_BRIEF 1:_ Please condense the paragraph beginning "The setup is going to run" from the forum post into a short bulleted list that keeps its main facts.
_BRIEF 2:_ In the forum post, copy the stretch from "Solved: Re: Please" through "200B (active/passive cluster)", renaming "FortiGate" to "Palo Alto".

Solved: Re: Please validate my planned setup

bmekler · ‎08-05-2011

Preparing a migration + expansion, here's the list of what I have to work with:

3x Dell R710 servers with 8xGbE interfaces each (4xBCM5716C onboard, 4x Intel PRO/1000 add-on card)
2x Dell 2950 servers with 4xGbE interfaces each (2x onboard, 2x add-on card)
2x NetApp FAS2040 (one chassis with two clustered heads, 4xGbE interfaces per head) with 1xDS4243 disk shelf (total 36x300GB 15k drives)
4x 24-port gigabit switches (three are HP ProCurve E2510-24G, one is a 3COM 3824)
2x FortiGate 200B (active/passive cluster)
vSphere Essentials Plus 4.1 bundle

The setup is going to run several fairly high load websites on IIS + MS SQL (both production and development), Exchange 2007 for about a hundred users, and SQL back-end for several internal applications. It will reside in a colocation facility, all users are remote, accessing it either via public internet or site-to-site VPN links. IIS runs on several load-balanced servers and uses NetApp CIFS shares for shared storage.

_DATA:_
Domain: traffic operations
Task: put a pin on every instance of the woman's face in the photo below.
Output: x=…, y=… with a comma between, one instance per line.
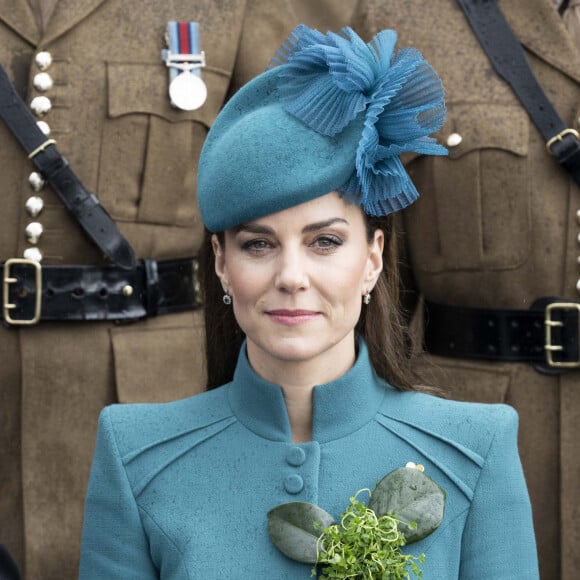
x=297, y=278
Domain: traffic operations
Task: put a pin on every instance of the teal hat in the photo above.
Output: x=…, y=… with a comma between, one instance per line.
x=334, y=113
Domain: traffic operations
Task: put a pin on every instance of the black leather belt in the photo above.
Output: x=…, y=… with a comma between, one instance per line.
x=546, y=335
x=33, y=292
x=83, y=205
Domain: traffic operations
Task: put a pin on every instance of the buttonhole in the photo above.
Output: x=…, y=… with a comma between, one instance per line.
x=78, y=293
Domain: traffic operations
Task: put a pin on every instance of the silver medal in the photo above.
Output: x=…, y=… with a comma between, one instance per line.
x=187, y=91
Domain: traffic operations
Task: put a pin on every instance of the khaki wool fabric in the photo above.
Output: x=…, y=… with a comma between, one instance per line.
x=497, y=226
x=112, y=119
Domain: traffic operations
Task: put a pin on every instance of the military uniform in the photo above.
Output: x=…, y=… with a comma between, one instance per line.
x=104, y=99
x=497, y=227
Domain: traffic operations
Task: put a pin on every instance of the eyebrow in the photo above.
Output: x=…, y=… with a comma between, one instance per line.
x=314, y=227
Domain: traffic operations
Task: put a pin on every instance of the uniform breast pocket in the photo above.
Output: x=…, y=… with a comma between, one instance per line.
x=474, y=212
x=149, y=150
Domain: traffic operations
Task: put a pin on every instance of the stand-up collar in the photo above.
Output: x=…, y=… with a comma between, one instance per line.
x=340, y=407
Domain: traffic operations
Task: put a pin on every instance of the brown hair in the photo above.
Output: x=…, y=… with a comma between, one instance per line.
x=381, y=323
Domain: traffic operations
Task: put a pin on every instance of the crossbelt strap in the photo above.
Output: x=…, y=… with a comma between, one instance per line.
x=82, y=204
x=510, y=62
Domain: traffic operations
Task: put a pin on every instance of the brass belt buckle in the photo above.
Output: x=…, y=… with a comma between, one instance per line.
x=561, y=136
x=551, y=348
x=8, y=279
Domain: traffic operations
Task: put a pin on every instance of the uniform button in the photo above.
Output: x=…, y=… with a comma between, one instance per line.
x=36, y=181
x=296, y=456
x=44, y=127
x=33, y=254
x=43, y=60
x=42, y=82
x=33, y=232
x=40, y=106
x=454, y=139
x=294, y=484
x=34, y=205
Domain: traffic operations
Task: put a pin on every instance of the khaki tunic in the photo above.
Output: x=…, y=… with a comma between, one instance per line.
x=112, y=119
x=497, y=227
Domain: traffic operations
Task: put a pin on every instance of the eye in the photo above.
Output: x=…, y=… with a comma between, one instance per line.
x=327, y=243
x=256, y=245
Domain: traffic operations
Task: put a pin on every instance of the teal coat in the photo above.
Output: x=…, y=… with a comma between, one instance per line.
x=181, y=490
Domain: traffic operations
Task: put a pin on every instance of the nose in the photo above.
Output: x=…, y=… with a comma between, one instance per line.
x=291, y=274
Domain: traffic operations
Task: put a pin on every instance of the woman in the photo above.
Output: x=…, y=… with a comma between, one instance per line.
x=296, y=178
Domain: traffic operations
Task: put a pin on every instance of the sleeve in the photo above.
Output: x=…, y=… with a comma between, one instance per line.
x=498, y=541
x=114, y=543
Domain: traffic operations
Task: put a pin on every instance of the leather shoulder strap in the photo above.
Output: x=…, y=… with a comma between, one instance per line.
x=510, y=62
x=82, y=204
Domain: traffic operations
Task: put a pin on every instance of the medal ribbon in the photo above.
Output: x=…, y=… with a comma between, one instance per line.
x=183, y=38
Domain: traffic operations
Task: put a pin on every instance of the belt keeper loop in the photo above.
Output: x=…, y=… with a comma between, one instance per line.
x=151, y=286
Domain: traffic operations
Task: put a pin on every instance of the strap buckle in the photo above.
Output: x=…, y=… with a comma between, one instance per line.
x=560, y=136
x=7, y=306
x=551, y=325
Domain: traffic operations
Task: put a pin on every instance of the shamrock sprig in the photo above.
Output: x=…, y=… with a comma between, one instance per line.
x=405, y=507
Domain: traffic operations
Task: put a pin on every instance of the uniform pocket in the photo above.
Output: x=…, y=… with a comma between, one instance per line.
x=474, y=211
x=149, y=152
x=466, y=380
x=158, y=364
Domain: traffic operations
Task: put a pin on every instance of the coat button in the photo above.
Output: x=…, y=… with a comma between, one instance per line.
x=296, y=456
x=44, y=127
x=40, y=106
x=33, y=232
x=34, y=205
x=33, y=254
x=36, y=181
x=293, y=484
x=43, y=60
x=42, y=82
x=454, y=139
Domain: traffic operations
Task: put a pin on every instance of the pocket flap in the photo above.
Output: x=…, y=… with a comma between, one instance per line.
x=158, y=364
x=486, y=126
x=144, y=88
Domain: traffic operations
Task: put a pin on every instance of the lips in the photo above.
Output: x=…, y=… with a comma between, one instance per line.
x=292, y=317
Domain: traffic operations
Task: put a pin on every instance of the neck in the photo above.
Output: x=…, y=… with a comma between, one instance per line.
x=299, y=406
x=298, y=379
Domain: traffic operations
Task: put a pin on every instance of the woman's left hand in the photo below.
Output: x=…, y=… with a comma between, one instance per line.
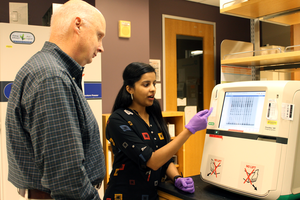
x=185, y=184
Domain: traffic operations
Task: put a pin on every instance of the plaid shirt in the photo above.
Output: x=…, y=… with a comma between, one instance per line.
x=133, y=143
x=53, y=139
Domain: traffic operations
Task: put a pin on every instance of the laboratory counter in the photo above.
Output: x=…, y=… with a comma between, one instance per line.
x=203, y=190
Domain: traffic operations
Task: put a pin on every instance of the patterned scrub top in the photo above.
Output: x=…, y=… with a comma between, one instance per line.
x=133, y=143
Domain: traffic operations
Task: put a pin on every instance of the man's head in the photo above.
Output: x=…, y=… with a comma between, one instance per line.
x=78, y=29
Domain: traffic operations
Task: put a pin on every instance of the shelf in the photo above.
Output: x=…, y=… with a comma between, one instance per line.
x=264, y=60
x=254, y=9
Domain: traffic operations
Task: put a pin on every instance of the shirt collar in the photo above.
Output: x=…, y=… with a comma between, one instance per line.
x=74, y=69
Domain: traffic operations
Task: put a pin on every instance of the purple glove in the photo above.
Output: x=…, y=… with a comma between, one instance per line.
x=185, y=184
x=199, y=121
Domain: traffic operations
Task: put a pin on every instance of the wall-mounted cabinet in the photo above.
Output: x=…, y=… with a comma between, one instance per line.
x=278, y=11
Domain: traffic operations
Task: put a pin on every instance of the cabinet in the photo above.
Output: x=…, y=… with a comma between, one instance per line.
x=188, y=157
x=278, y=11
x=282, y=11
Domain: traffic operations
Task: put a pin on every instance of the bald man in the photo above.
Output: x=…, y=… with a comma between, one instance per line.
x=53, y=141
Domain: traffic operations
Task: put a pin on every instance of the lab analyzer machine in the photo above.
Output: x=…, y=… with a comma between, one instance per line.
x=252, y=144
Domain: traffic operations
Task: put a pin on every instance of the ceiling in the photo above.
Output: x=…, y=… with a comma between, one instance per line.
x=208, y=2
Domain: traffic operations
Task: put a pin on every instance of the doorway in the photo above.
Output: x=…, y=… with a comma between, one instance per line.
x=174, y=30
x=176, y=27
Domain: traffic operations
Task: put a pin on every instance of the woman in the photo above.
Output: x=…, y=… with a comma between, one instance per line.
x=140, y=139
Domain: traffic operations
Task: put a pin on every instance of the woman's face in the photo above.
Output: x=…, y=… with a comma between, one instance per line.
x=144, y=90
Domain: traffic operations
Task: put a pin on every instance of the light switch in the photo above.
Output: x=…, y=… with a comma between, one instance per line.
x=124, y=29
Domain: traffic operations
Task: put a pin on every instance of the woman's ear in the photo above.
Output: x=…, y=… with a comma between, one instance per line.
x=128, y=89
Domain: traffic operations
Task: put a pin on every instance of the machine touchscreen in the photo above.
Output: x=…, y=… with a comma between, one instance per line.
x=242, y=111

---

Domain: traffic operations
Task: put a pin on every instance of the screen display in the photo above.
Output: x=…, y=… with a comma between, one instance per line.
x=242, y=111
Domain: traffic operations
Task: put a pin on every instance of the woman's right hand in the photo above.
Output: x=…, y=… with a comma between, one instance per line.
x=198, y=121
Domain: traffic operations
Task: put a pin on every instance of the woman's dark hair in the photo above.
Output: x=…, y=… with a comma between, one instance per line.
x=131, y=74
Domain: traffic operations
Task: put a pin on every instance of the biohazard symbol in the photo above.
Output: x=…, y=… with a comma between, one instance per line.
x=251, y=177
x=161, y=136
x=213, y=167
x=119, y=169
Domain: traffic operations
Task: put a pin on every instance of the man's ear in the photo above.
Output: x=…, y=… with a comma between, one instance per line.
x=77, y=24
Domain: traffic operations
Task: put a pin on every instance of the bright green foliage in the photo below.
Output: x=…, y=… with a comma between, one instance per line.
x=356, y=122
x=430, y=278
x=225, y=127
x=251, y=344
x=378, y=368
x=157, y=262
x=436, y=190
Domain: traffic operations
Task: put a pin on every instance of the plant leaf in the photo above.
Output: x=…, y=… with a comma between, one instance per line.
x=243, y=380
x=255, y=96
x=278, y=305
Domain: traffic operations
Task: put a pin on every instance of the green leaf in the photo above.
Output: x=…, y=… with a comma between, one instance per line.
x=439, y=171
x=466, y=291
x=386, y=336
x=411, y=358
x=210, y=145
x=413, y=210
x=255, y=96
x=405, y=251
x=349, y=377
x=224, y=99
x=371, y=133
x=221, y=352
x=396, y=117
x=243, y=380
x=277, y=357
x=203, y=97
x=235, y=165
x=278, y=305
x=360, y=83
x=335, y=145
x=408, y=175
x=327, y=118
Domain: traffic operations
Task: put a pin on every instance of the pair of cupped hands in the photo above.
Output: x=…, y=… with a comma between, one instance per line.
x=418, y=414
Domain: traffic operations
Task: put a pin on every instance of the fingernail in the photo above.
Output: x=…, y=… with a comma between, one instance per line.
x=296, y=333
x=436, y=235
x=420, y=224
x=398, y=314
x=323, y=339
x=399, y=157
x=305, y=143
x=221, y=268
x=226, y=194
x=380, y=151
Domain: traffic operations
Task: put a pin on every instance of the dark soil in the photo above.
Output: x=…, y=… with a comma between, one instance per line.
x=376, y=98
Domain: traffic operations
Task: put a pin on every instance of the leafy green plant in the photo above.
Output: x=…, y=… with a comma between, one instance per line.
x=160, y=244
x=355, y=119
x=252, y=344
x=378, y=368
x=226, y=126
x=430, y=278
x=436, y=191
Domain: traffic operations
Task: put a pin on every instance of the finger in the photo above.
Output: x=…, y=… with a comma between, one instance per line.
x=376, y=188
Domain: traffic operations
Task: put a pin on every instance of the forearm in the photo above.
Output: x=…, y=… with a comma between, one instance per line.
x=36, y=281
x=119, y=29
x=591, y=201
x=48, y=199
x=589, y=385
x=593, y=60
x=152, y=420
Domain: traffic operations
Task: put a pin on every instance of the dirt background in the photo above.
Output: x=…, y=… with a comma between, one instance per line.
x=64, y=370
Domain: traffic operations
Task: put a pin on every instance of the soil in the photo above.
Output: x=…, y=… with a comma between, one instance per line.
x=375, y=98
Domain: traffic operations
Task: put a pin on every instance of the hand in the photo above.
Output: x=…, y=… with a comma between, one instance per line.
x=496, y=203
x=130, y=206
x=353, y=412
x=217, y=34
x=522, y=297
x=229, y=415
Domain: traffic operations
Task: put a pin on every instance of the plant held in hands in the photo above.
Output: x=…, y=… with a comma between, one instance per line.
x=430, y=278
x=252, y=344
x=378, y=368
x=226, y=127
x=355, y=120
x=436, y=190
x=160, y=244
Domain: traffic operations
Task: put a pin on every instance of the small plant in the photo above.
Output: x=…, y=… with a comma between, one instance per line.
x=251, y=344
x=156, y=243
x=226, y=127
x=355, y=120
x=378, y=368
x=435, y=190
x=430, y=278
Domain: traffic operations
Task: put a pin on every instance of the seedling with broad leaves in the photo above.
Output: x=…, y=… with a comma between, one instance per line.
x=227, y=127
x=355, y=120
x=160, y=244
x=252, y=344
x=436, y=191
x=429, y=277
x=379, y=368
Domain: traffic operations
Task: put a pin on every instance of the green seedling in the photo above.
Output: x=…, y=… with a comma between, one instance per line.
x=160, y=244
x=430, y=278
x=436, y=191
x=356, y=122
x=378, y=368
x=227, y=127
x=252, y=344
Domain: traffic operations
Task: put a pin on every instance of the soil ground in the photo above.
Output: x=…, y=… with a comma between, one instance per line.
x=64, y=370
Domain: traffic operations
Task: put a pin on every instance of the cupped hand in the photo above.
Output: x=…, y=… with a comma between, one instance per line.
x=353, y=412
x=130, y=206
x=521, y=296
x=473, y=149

_CORRECT RESULT 1:_
- Workloads: several fairly high-load websites on IIS + MS SQL (production and development), Exchange 2007 for about a hundred users, and a SQL back-end for several internal applications
- Location: a colocation facility
- Access: all users are remote and connect via the public internet or site-to-site VPN links
- IIS: runs on several load-balanced servers and uses NetApp CIFS shares for shared storage

_CORRECT RESULT 2:_
Solved: Re: Please validate my planned setup

bmekler · ‎08-05-2011

Preparing a migration + expansion, here's the list of what I have to work with:

3x Dell R710 servers with 8xGbE interfaces each (4xBCM5716C onboard, 4x Intel PRO/1000 add-on card)
2x Dell 2950 servers with 4xGbE interfaces each (2x onboard, 2x add-on card)
2x NetApp FAS2040 (one chassis with two clustered heads, 4xGbE interfaces per head) with 1xDS4243 disk shelf (total 36x300GB 15k drives)
4x 24-port gigabit switches (three are HP ProCurve E2510-24G, one is a 3COM 3824)
2x Palo Alto 200B (active/passive cluster)